Görev tanımı 1:
Aşağıdaki yazıya göre (a), (b) ve (c) ifadelerinin her biri doğru mu? Her birine evet ya da hayır deyin ve kararı belirleyen sözleri yazıdan aynen alıntılayın.
(a) Harvey Nichols, Kentpark'ta pazartesi günü açıldı.
(b) Yazar, açılışta uzun süre kaldı.
(c) Simru Vardar, açılışta beyaz straplez bir elbise giymişti.

Belge alıntısı:
━━━━

Gamze Cizreli

Mr. Big bile estetik yaptırmış ona göre

12 Haziran 2010
YAĞMUR, yağmur, yağmur... Bu hafta hem Ankara, hem İstanbul sular altındaydı. Bazen yağmurun ardından gelen gri romantizmi seviyorum ama bahar geldi diye sevinirken bu sürpriz yağmurlar biraz uzun sürdü sanki... Ama ne yağmur ne çamur beni engelleyemedi, biraz yurtdışı, biraz İstanbul, biraz da Ankara, ben yine gezdim, gördüm, anlatacağım! Efendiiiim, ilk olarak Kentpark’ta pazartesi günü açılan Harvey Nichols ile başlamak istiyorum! Seyahatten geldiğim için o gün çok yorgundum ama kısa bir süreliğine de olsa uğradım açılışa. O gün, markanın Türkiye’deki sahibi Demet Sabancı Çetindoğan ve bir uçak dolusu İstanbullu misafiriyle, Ankaramızı renklendirdiler. Siren Ertan, Martha Şavkan, Suzan Toplusoy, Feryal Gülman, Arzu Sabancı o kalabalığın içinde gözüme çarpanlar arasındaydı! Tabii bu davette Ankara’nın da bütün seçkin simaları oradaydı. Bahar desenli kemik rengi elbisesi ile Duriye Arseven her zamanki gibi bir şıklık ve zerafeti ile kalabalığın arasında göze çarpan ilk isimdi. Bir de beyaz straplez elbisesi, dize kadar bantlı siyah çizmeleri ile Simru Vardar, herkese Ankaramızın da moda ikonlarına sahip olduğunu gösterdi!

━━━━

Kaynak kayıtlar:
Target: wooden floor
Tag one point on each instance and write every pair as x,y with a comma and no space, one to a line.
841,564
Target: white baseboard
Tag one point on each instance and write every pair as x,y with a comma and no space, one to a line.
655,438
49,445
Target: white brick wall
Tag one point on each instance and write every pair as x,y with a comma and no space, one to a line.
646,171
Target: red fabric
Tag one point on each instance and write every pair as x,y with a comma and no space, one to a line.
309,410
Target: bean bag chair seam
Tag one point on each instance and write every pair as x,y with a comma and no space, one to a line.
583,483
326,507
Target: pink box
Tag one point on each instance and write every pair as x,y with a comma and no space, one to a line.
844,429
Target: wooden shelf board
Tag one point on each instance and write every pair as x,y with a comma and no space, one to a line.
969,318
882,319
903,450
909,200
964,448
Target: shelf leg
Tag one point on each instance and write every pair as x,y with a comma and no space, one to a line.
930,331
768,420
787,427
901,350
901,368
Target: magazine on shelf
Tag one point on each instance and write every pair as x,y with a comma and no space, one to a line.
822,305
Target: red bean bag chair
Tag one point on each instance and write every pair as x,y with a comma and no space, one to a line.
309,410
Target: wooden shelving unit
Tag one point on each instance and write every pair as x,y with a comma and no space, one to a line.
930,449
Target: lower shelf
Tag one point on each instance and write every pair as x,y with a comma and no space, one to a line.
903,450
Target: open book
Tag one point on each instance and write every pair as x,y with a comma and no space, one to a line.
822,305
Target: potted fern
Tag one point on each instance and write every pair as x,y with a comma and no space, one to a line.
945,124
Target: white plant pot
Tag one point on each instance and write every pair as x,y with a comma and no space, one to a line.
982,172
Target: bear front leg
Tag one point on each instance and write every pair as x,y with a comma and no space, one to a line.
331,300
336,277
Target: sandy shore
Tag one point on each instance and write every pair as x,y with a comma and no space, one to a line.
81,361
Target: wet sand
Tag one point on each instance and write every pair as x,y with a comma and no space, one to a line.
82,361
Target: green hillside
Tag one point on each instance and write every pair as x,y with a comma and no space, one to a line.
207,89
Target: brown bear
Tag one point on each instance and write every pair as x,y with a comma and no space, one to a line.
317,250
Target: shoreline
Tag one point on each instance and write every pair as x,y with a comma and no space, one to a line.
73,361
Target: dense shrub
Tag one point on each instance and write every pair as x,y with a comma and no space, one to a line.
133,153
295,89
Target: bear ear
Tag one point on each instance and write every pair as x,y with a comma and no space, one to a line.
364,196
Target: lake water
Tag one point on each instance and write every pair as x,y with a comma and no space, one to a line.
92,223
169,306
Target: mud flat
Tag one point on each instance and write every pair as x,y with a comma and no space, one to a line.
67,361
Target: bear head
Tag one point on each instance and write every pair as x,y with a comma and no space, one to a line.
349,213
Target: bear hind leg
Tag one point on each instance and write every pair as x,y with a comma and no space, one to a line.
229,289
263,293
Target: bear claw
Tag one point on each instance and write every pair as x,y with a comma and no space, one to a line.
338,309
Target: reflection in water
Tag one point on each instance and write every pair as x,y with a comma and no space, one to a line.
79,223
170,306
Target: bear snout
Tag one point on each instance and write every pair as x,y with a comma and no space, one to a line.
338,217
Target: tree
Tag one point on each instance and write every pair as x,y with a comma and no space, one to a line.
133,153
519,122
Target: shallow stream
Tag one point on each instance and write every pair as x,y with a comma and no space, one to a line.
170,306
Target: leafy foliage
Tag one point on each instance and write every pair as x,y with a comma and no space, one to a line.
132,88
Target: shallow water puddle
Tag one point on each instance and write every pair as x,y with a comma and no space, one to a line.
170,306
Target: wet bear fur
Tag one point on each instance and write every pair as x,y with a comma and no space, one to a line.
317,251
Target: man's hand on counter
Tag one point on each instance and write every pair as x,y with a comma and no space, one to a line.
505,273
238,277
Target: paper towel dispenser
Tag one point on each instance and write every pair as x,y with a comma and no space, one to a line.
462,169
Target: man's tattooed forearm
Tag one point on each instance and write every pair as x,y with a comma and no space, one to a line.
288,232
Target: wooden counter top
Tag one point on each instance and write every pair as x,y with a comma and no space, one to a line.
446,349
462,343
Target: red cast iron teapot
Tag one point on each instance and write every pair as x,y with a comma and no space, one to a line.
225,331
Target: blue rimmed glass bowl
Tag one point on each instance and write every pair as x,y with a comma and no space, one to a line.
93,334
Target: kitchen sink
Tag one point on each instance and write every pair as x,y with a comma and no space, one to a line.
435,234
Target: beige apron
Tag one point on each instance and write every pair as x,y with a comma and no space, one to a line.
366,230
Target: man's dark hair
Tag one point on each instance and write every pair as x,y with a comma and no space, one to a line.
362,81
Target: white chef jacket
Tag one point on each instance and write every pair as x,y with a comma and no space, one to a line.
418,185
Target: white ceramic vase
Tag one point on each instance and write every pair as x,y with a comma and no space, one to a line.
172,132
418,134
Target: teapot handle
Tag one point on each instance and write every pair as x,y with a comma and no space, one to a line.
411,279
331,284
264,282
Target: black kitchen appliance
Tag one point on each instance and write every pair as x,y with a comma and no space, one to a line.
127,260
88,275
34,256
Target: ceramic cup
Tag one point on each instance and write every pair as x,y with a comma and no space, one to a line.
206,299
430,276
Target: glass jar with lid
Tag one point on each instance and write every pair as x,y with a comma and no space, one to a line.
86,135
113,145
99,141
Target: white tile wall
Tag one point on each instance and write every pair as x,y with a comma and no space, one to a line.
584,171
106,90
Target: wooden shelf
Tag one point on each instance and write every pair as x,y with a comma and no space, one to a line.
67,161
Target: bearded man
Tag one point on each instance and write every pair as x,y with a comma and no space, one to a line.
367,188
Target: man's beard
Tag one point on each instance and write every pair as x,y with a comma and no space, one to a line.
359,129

━━━━

Görev tanımı 2: Lütfen yukarıdaki kayıtlarda "kitchen" sözcüğünü içeren her satırı bulun ve değiştirmeden kopyalayın.

Beklenen yanıt 1:
(a) Evet: "Kentpark’ta pazartesi günü açılan Harvey Nichols"
(b) Hayır: "kısa bir süreliğine de olsa uğradım açılışa"
(c) Evet: "beyaz straplez elbisesi, dize kadar bantlı siyah çizmeleri ile Simru Vardar"

Beklenen yanıt 2:
Target: kitchen sink
Target: black kitchen appliance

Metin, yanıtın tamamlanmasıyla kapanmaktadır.